Texte fourni:
EXPO: Le même ruisseau

EXPO: Le même ruisseau

Il y quelque chose de Fluxus au royaume de Gyula Várnai, auquel le musée Ernst consacre une grande et très réjouissante rétrospective. Ne serait-ce que le titre de cette exposition: Ugyanaz a patak (Le même ruisseau), référence (consciente ou non?) à ce mouvement artistique né dans les années 1960 - le mot “fluxus” signifie en effet en latin “flux, courant”, qui cherche, souvent avec humour, à faire exploser les limites de la pratique artistique, à abolir les frontières entre les arts et à construire un lien entre l'art et la vie. Or la démarche de Gyula Várnai semble en effet s'inscrire parfaitement dans cette mouvance. Sa carrière a débuté il y a plus de 20 ans sans qu'il n'ait suivi de formation artistique et son travail, entre perception et vision du monde qui l'entoure, est en outre remarquablement représenté par cette métaphore du ruisseau, toujours le même mais toujours différent.

Exercice proposé A: D'après le texte fourni, que signifie en latin le mot « fluxus » ?
Le texte fourni n'a aucun rapport avec les lignes.

Lignes à traiter:
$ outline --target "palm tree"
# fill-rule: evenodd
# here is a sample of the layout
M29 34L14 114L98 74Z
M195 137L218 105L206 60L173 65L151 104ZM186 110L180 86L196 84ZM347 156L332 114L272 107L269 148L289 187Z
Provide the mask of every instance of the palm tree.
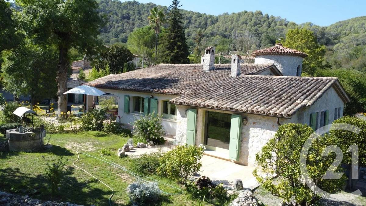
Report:
M158 10L154 7L150 10L150 15L147 17L150 20L149 23L155 31L155 63L156 62L156 56L157 55L158 34L160 33L160 28L165 22L165 14L163 10Z

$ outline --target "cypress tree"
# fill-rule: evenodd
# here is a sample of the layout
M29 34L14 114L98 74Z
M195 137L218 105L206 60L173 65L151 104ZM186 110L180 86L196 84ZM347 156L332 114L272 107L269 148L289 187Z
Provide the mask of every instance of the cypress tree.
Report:
M188 46L186 40L183 18L179 8L179 1L173 0L169 6L168 26L161 38L162 52L160 58L162 63L174 64L189 63Z

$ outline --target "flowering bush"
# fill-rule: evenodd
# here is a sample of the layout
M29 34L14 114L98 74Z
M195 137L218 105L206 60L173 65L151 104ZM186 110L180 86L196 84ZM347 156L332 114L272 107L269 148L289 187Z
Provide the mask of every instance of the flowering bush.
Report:
M162 136L164 135L164 128L162 122L161 116L155 117L149 114L132 123L134 133L137 136L142 137L146 142L152 141L156 144L164 144L165 140Z
M120 122L109 120L103 123L103 131L106 133L110 134L120 135L123 133L130 136L131 130L128 129L123 128L124 125L123 124Z
M144 205L156 202L160 191L156 182L134 182L127 187L127 193L132 204Z
M105 119L105 110L95 108L83 115L81 128L86 131L101 131L103 121Z
M195 145L177 146L165 153L157 169L158 174L184 183L201 168L203 147Z

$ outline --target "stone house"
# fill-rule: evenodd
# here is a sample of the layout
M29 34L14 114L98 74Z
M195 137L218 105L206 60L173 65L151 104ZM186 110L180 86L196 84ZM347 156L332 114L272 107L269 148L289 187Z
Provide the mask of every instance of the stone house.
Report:
M161 64L86 84L119 97L127 127L157 113L167 135L249 166L280 124L317 129L341 117L349 101L337 78L300 76L306 55L280 44L253 52L253 64L233 55L231 63L215 64L214 54L209 47L201 64Z
M86 82L86 81L79 78L79 74L80 70L82 70L85 75L87 75L92 71L90 62L84 56L81 60L72 62L71 65L72 73L66 82L67 90L71 89L82 84ZM84 95L77 94L68 94L67 95L67 102L70 103L81 103L83 102Z

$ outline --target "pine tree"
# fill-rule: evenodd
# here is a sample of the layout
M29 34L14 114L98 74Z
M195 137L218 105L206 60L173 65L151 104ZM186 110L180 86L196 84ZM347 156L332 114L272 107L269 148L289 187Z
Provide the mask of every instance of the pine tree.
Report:
M173 0L169 7L168 19L169 25L161 38L160 61L169 63L189 63L188 46L186 40L184 29L182 26L182 16L179 8L179 1Z

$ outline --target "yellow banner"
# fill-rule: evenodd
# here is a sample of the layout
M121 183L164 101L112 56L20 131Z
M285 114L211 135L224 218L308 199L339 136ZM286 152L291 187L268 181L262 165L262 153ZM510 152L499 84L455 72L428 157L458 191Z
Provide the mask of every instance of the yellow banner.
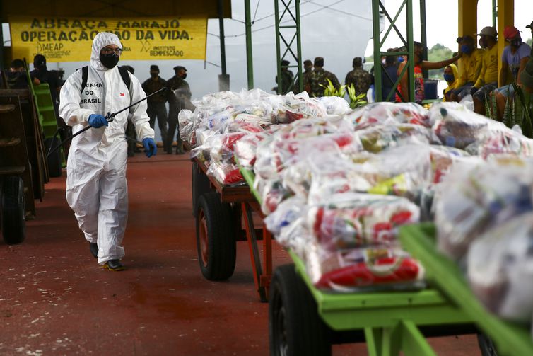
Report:
M88 62L99 32L115 33L122 60L205 59L207 18L14 17L9 20L13 58L35 54L47 62Z

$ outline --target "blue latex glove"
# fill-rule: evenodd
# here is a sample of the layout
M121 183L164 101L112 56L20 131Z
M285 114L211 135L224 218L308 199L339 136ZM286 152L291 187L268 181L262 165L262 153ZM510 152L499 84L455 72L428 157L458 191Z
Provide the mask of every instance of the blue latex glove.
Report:
M144 146L144 153L146 157L149 158L152 156L156 156L158 153L158 147L156 145L153 139L151 139L150 137L143 139L143 146Z
M89 125L95 129L101 127L104 125L107 126L109 122L105 120L105 117L100 114L92 114L89 116Z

Exercice proposé B: Reformulez en liste JSON de chaînes, une par ligne et sans lignes vides, les lignes à traiter depuis la première jusqu'à celle qui contient « M158 10L154 7L150 », incluse. Laissez les images de côté.

Réponse complète A: Il signifie « flux, courant ».

Réponse complète B:
[
  "$ outline --target \"palm tree\"",
  "# fill-rule: evenodd",
  "# here is a sample of the layout",
  "M29 34L14 114L98 74Z",
  "M195 137L218 105L206 60L173 65L151 104ZM186 110L180 86L196 84ZM347 156L332 114L272 107L269 148L289 187Z",
  "Provide the mask of every instance of the palm tree.",
  "Report:",
  "M158 10L154 7L150 10L150 15L147 17L150 20L149 23L155 31L155 63L156 62L156 56L157 55L158 34L160 33L160 28L165 22L165 14L163 10Z"
]